Undoubtedly, you have met bicyclists pedaling and pedestrians walking and pushing carts alongside major highways during rush hour. While it may be legal, many drivers wonder—perhaps cursing out loud—how safe, and sane, it really is. It’s dangerous enough in the summer time and even more so in the winter with high banks of snow along the road. And don’t we all know how crazy some drivers, including ourselves, can get?

Those thoughts crossed my mind when I passed a couple on Northwest Highway as I headed toward Palatine during rush hour on two cold mornings during the week of Feb. 9.

The first time I saw the couple was in downtown Arlington Heights. Vehicles were moving smoothly from one intersection to the next. I was driving northwest when I noticed that cars to my left were slowing down and stopping. I quickly realized why. Out of the corner of my eye I saw a couple, one pushing a large cart filled with belongings, the other walking ahead of the cart. Both were just beginning to cross Northwest Highway from the Metra station even though they had a red light.

SHORT TASK A – In the Northwest Highway passage, where did the writer first see the couple?
SHORT TASK B – Which places are named in the Northwest Highway passage? List all of them.
SHORT TASK C – Extract the portion of the Northwest Highway passage starting at "Undoubtedly, you have" and ending at "ourselves, can get?".

[Records from a data source]
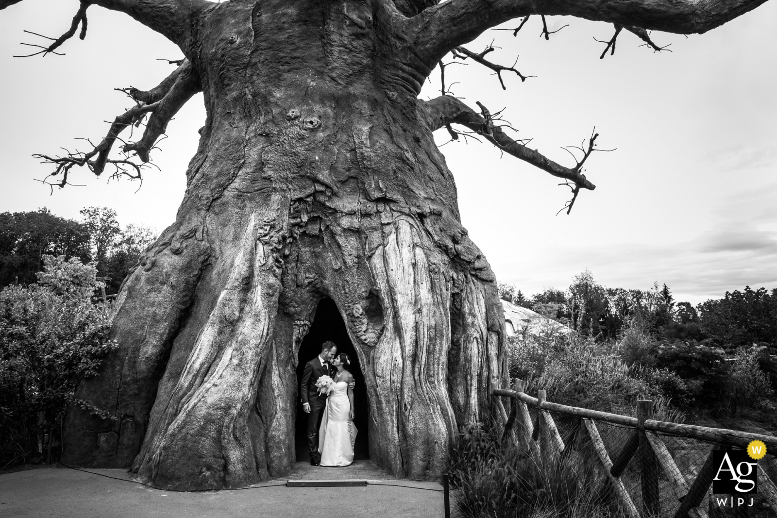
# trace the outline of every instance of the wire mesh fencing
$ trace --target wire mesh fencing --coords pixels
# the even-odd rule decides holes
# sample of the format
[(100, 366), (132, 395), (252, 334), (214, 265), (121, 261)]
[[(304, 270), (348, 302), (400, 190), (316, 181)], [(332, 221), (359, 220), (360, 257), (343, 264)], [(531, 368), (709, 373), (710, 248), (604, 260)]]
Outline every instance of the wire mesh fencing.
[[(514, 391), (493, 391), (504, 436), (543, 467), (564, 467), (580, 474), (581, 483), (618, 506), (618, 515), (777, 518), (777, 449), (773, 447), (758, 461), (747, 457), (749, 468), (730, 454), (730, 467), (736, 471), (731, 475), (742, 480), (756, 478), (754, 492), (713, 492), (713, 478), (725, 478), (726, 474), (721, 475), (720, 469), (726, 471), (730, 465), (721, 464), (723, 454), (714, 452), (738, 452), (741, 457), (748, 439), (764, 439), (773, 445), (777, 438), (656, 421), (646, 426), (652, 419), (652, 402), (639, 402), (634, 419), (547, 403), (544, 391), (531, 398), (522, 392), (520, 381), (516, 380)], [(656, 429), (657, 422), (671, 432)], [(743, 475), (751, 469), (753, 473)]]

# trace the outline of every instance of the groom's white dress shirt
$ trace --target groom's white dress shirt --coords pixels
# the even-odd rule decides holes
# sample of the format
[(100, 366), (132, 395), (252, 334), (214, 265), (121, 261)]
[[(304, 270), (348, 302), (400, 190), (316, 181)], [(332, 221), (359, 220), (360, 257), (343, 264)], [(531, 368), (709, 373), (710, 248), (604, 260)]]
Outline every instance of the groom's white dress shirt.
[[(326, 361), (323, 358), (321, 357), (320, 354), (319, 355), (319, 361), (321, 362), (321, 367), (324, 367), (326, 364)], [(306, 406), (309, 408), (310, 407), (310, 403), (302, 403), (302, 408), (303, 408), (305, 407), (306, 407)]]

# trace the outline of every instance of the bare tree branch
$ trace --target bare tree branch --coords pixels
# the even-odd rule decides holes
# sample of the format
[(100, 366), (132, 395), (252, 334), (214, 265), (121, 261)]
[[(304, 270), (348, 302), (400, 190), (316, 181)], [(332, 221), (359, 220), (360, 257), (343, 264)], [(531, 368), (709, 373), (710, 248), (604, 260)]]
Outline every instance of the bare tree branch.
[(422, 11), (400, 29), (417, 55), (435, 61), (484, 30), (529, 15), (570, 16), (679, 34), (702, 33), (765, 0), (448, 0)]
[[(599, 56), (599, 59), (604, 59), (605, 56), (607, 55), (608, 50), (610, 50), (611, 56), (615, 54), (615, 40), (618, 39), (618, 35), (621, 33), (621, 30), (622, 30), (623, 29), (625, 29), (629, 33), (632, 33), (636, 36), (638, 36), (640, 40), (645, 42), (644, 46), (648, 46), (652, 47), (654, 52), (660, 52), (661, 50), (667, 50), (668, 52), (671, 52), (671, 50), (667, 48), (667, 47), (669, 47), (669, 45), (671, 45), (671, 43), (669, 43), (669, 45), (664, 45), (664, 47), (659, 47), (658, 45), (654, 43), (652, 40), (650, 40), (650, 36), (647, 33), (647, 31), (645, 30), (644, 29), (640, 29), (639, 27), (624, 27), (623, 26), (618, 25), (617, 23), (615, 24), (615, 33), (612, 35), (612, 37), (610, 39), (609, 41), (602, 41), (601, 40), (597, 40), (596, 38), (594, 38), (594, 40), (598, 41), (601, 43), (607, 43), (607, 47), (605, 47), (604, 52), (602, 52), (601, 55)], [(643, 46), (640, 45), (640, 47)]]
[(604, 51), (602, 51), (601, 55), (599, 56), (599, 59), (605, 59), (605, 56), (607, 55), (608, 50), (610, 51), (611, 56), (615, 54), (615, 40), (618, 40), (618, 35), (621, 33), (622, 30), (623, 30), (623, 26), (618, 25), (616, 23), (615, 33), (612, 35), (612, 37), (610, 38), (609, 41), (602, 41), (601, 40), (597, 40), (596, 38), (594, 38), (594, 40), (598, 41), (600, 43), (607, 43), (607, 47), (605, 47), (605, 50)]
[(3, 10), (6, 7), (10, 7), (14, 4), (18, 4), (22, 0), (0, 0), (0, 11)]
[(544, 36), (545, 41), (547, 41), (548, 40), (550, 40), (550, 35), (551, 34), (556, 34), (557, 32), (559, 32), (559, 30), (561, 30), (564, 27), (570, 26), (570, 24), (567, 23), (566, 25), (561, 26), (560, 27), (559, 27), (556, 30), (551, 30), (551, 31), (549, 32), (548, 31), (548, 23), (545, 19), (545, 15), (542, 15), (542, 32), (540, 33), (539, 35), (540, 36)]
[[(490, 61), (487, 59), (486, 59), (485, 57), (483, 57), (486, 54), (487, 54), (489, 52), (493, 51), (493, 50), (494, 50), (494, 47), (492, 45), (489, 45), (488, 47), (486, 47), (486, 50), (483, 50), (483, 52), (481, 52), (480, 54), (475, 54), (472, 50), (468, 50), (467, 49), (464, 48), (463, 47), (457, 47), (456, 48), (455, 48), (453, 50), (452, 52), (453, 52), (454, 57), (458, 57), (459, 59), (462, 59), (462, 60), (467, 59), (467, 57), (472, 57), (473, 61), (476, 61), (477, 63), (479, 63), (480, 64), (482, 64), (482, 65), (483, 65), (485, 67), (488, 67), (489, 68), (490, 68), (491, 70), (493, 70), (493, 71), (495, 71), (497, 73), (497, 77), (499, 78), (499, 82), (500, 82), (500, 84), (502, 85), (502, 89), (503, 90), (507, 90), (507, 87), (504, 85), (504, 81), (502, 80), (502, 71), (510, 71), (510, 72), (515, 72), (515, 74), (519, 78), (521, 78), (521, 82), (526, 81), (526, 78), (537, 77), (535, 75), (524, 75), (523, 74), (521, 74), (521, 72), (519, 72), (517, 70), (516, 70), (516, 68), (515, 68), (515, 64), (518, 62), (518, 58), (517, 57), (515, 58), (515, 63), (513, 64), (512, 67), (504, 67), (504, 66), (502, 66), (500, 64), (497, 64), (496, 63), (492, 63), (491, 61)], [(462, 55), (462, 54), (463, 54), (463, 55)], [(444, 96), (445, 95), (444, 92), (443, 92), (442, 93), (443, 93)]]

WRITTEN ANSWER A – In downtown Arlington Heights.

WRITTEN ANSWER B – Northwest Highway, Palatine, Arlington Heights, the Metra station

WRITTEN ANSWER C –
Undoubtedly, you have met bicyclists pedaling and pedestrians walking and pushing carts alongside major highways during rush hour. While it may be legal, many drivers wonder—perhaps cursing out loud—how safe, and sane, it really is. It’s dangerous enough in the summer time and even more so in the winter with high banks of snow along the road. And don’t we all know how crazy some drivers, including ourselves, can get?